YOUR ASSIGNMENT:
Your answer should be the exact lines of the data below from the one containing "ROI: truck door" through the one containing "ROI: wheel rim"; please include nothing else.

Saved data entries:
# # # # #

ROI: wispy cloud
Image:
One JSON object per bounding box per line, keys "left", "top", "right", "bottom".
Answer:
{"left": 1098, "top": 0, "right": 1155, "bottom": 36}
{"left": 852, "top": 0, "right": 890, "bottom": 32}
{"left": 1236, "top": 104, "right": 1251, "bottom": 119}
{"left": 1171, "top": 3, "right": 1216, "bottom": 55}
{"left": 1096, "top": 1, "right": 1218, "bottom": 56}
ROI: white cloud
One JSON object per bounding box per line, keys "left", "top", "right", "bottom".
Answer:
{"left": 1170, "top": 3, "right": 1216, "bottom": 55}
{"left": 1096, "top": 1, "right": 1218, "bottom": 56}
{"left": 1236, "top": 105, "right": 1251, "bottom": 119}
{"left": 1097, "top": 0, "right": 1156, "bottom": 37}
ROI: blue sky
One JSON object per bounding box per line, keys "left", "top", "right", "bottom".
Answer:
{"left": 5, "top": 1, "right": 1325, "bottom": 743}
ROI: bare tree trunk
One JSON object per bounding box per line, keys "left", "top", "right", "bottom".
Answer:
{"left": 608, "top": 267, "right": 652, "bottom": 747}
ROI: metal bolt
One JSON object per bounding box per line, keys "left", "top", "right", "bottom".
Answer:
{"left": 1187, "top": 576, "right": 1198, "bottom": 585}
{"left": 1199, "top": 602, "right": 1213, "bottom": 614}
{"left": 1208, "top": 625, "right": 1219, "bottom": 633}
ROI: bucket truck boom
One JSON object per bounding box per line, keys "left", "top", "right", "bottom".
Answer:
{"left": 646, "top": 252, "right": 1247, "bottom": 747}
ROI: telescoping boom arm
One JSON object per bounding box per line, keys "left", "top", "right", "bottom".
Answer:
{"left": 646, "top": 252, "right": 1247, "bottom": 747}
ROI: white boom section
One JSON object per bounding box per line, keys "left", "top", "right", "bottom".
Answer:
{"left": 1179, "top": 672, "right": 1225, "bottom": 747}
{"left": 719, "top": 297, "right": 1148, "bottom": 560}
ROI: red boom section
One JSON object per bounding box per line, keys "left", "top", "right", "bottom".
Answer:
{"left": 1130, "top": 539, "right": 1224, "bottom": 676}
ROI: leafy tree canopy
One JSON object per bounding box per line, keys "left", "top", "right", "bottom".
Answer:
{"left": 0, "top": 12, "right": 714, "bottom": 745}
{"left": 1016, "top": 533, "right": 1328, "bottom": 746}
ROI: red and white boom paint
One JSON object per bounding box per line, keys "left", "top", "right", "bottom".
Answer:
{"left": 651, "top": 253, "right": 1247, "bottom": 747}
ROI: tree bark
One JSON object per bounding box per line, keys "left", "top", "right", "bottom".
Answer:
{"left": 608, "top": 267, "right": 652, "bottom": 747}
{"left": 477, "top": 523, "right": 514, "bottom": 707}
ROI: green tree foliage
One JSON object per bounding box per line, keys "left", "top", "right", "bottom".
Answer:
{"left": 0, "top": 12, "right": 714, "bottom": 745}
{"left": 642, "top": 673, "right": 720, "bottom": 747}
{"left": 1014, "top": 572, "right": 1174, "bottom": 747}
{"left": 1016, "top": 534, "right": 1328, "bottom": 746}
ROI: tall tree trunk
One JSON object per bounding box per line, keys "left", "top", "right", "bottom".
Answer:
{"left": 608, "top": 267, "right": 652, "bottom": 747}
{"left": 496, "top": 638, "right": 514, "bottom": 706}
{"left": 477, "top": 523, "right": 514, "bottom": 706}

# # # # #

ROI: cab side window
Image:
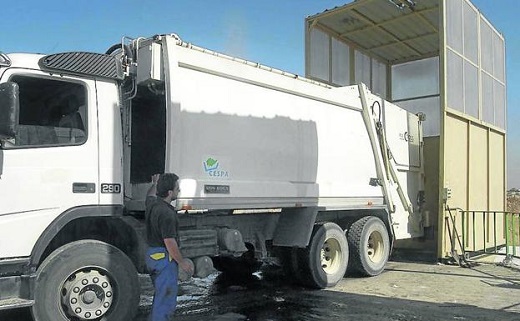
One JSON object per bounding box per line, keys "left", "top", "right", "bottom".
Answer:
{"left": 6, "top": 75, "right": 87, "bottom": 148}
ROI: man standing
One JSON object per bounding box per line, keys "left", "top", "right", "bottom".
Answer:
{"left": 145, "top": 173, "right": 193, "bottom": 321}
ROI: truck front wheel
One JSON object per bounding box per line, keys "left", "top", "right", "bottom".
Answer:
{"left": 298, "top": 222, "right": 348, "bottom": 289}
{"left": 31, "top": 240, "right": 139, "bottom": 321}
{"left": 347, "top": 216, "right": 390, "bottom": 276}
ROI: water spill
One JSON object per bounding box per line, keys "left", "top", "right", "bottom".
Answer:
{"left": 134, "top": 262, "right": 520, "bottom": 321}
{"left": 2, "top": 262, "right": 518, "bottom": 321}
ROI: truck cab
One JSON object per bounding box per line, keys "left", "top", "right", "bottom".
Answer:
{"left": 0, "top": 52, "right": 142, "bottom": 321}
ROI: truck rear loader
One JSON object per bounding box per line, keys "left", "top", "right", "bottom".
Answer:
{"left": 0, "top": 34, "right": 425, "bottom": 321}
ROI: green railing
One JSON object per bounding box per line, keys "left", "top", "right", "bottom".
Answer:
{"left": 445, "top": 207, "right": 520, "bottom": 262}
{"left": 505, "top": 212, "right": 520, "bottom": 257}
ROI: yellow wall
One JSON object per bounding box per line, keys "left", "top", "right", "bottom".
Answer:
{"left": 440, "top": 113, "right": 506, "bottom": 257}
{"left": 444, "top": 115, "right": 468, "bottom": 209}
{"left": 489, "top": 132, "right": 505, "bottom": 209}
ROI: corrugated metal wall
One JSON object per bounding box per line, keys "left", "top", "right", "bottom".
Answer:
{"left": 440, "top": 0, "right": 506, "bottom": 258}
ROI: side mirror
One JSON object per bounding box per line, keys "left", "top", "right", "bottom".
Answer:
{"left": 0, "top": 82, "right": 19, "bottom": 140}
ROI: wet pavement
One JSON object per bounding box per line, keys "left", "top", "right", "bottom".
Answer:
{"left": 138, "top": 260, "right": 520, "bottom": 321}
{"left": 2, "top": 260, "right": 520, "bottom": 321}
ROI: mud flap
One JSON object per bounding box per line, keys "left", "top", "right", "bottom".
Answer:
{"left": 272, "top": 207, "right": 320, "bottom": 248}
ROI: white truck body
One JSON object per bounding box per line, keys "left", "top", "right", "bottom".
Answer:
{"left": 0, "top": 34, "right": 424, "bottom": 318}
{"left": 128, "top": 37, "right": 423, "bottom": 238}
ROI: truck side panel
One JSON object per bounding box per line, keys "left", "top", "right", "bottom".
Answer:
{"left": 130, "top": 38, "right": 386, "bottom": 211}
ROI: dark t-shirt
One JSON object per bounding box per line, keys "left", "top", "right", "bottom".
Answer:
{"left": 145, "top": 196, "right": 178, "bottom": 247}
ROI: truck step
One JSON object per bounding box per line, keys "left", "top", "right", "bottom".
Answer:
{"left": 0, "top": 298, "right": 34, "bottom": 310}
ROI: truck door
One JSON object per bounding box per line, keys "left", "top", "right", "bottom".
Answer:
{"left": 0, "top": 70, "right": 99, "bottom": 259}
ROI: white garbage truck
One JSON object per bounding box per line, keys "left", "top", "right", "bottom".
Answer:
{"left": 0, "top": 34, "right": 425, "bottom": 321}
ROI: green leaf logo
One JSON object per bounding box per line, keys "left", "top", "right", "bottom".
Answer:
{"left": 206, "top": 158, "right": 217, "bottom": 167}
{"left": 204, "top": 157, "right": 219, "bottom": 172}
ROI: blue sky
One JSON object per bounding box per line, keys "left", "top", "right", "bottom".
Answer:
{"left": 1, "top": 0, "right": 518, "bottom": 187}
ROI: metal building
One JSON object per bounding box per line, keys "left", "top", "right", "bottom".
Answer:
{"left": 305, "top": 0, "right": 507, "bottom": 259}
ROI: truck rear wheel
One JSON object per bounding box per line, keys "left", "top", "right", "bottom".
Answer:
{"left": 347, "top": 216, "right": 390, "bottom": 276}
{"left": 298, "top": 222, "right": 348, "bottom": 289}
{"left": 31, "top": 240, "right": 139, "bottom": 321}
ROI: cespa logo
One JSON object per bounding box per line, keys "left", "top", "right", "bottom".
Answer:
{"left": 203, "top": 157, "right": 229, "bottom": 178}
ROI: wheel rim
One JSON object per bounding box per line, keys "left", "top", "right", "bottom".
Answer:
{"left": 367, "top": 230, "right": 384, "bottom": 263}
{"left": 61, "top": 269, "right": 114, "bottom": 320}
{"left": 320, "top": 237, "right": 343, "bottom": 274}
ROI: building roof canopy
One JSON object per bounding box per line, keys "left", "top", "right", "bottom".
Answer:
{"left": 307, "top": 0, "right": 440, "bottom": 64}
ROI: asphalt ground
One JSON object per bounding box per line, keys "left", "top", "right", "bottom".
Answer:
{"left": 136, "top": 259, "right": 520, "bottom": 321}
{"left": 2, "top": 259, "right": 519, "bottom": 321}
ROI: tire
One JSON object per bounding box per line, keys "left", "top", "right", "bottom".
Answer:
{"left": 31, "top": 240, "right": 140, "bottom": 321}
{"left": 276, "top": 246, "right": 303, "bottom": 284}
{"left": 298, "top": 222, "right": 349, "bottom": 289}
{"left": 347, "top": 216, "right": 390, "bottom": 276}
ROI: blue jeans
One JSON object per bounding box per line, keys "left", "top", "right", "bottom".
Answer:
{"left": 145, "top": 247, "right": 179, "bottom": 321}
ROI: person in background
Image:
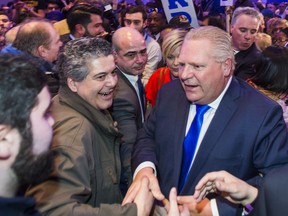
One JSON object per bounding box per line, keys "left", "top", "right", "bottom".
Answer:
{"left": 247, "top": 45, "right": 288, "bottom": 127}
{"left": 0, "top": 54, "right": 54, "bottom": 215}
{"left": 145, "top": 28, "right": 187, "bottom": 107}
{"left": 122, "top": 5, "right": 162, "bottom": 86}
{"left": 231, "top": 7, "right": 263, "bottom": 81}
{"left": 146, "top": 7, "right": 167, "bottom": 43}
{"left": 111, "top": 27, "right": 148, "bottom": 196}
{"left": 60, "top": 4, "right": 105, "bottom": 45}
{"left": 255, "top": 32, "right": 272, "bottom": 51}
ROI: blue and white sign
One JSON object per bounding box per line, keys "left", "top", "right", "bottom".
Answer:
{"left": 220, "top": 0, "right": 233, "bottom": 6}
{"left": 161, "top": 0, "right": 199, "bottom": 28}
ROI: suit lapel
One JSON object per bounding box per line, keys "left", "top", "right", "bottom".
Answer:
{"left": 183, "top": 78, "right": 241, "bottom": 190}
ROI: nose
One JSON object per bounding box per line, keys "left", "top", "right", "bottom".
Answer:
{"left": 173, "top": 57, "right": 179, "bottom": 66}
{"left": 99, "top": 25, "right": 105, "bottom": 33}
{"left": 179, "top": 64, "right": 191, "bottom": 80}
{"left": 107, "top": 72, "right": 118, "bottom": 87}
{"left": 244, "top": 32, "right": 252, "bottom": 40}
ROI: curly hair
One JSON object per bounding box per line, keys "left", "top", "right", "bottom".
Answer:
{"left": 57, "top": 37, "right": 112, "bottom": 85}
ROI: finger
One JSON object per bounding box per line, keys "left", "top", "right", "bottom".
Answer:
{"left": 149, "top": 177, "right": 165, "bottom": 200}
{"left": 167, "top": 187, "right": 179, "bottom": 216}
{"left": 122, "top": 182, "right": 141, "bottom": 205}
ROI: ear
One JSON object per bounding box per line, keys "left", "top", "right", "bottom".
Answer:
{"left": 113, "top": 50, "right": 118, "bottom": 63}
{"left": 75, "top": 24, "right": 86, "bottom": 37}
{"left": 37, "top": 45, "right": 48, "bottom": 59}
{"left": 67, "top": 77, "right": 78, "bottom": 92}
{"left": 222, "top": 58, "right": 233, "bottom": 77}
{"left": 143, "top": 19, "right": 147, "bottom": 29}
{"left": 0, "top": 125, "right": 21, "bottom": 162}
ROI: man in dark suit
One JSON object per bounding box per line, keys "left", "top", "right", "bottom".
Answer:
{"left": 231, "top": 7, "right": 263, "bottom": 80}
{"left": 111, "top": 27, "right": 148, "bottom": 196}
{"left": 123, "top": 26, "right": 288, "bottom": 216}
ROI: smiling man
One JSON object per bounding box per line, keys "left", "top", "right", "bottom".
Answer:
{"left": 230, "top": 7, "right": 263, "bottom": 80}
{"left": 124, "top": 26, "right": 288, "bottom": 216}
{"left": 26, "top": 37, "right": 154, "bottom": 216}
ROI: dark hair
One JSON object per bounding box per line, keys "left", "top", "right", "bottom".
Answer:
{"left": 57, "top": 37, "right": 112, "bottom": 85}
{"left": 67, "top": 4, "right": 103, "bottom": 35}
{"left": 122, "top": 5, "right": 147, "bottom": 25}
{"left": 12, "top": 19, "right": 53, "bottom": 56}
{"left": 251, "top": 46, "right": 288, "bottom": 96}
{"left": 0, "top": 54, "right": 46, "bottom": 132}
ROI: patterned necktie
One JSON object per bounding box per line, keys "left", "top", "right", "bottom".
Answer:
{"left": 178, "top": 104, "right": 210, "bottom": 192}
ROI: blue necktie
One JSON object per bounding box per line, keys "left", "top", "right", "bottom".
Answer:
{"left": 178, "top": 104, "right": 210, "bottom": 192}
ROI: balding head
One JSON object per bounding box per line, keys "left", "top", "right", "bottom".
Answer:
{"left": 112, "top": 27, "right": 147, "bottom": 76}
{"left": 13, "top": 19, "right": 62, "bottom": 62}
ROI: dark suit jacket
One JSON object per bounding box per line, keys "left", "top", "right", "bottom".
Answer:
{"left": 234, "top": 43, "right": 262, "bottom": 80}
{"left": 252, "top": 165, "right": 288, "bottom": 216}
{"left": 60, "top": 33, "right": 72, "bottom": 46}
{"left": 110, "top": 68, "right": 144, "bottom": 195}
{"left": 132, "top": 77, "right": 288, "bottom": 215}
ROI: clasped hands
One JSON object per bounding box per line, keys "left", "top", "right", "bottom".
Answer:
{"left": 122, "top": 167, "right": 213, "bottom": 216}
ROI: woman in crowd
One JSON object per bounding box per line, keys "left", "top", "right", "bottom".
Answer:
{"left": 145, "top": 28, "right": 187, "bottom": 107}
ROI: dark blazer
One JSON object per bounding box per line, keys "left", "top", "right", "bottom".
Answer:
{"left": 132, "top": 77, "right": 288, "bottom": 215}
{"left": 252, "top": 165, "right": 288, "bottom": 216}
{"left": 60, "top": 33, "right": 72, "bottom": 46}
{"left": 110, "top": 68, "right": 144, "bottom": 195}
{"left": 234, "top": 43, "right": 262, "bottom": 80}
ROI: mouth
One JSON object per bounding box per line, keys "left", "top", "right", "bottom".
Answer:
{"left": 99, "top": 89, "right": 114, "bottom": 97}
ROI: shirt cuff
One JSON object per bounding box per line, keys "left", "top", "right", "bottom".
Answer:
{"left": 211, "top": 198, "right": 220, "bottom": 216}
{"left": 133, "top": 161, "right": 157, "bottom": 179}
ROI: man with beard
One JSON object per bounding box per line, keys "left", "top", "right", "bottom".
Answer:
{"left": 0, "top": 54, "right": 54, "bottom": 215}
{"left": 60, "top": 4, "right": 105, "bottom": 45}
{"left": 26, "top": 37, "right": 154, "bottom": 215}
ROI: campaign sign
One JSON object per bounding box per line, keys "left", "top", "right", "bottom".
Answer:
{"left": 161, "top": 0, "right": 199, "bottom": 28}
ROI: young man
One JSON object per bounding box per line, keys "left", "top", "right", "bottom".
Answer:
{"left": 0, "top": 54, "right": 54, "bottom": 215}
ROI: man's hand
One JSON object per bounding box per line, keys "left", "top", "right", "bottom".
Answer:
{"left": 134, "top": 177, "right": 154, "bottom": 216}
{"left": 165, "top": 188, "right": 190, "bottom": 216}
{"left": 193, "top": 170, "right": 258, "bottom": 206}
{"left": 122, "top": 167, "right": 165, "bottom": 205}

# # # # #

SOLUTION BELOW:
ROI: truck door
One JSON object per bounding box per line, keys "left", "top", "right", "bottom".
Answer:
{"left": 0, "top": 70, "right": 99, "bottom": 259}
ROI: white garbage truck
One JSON object per bounding box per line, keys "left", "top", "right", "bottom".
Answer:
{"left": 0, "top": 34, "right": 425, "bottom": 321}
ROI: green leaf logo
One JSON object per bounding box per line, keys "left", "top", "right", "bottom".
Answer:
{"left": 206, "top": 158, "right": 217, "bottom": 167}
{"left": 204, "top": 157, "right": 219, "bottom": 172}
ROI: blue sky
One JSON object per bounding box per line, keys "left", "top", "right", "bottom".
Answer:
{"left": 1, "top": 0, "right": 518, "bottom": 187}
ROI: metal building
One JSON object per bounding box per line, keys "left", "top", "right", "bottom".
Answer:
{"left": 305, "top": 0, "right": 507, "bottom": 259}
ROI: truck rear wheel
One JSON object per bounding box per line, keys "left", "top", "right", "bottom".
Answer:
{"left": 347, "top": 216, "right": 390, "bottom": 276}
{"left": 298, "top": 222, "right": 348, "bottom": 289}
{"left": 31, "top": 240, "right": 139, "bottom": 321}
ROI: cespa logo
One JSON object per bounding box per line, keys "left", "top", "right", "bottom".
Answer:
{"left": 203, "top": 157, "right": 229, "bottom": 178}
ROI: wheel rim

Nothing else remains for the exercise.